About this exercise.
If a line below contains the string "trousers", return that line.

[Data entries]
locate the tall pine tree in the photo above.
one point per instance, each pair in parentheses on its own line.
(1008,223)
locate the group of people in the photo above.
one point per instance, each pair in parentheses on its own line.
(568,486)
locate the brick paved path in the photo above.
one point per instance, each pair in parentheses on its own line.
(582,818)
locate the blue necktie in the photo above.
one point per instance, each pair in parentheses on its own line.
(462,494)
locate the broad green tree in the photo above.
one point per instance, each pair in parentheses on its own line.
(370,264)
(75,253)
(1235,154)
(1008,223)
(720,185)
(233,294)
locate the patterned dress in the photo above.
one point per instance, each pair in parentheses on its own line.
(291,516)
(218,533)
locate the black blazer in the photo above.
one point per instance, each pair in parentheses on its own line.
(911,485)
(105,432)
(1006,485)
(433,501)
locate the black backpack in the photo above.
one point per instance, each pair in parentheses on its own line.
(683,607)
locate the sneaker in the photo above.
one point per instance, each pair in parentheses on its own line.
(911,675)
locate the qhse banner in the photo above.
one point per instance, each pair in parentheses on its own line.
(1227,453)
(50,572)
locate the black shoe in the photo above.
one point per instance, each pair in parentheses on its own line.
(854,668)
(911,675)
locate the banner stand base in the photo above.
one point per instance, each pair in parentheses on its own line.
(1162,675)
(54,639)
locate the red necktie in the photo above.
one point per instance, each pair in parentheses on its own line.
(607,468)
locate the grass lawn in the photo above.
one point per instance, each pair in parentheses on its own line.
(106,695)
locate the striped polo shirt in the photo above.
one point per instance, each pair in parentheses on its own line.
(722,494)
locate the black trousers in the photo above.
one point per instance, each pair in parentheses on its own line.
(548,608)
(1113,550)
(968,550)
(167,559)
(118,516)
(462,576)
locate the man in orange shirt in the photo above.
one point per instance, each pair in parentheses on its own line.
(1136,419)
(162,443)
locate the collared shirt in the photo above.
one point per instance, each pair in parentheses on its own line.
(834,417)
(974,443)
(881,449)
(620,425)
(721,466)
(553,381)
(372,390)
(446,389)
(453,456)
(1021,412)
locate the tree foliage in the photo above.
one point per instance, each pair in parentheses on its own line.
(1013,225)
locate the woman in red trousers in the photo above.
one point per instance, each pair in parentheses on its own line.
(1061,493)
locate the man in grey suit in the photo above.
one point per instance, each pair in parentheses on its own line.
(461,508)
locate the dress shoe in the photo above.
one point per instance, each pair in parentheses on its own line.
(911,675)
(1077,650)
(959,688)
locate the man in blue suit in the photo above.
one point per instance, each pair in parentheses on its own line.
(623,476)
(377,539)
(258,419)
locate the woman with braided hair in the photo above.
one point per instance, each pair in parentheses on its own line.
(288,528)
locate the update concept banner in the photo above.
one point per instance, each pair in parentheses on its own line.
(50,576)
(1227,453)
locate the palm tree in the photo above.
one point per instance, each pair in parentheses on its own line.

Expected output.
locate the black trousers in the photo above.
locate the woman in red trousers in the photo above.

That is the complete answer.